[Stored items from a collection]
----------------
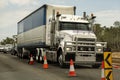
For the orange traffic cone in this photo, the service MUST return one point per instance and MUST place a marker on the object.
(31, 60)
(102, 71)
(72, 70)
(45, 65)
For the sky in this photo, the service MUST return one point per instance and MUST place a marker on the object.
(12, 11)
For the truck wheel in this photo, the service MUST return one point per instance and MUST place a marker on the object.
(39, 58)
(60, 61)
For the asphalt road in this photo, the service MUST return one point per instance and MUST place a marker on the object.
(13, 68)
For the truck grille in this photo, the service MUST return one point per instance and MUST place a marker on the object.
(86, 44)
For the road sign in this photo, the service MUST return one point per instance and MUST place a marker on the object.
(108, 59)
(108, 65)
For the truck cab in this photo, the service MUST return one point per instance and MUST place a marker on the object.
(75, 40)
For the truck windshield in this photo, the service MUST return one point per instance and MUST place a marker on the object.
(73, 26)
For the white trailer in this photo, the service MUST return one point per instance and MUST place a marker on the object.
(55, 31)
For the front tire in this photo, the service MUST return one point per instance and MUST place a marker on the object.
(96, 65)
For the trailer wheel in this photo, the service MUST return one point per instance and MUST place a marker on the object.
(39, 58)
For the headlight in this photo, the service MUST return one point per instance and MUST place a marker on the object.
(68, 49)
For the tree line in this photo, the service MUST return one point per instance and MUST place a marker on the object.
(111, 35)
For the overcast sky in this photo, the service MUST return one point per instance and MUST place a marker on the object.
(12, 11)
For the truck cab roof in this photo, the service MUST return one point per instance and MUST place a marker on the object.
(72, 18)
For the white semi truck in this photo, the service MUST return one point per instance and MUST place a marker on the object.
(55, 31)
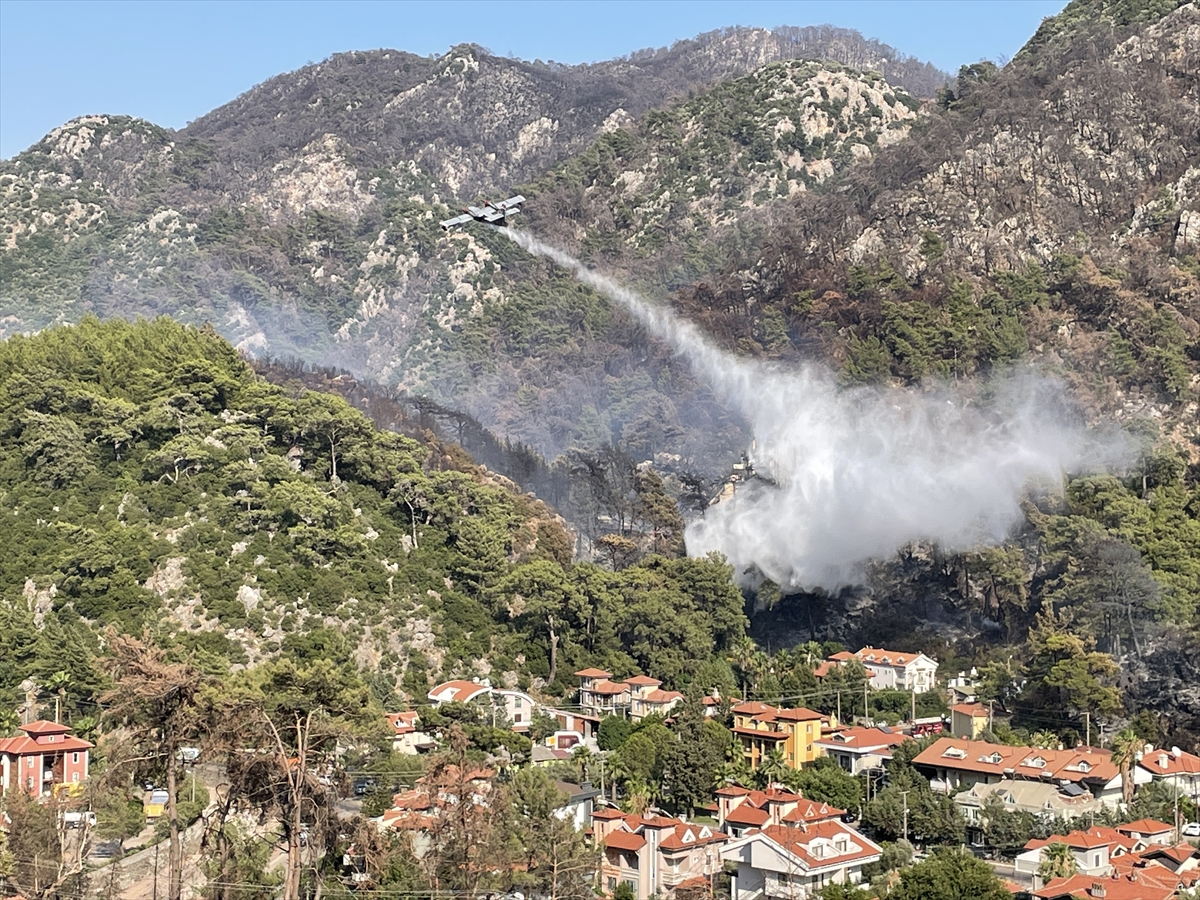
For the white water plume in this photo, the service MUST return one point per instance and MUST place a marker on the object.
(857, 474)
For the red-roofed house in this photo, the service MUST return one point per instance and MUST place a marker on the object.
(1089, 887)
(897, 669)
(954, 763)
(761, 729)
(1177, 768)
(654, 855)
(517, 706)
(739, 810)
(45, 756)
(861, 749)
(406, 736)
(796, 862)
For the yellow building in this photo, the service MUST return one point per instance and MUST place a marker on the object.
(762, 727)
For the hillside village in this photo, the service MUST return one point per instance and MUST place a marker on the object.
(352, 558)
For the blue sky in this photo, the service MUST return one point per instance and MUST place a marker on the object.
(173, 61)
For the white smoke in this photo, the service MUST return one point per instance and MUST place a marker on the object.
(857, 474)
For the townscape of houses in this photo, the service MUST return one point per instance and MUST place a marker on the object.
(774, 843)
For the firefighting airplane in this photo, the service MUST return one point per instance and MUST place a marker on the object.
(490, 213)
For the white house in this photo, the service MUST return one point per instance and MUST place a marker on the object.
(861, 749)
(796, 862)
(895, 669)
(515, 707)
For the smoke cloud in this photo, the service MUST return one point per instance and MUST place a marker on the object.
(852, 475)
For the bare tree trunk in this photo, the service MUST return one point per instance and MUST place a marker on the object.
----------------
→ **Directions for this task**
Return exactly the lines from the line bearing "For the smoke" to the end of the records, inclusive of both; include no other lines.

→ **Exercise output**
For the smoke cloud in this photo, the service MUST return one point per instance and MUST place a marker on the object.
(852, 475)
For the bare tree trunk in this photo, the service MUST return one point per instance and MUST place a marker on the object.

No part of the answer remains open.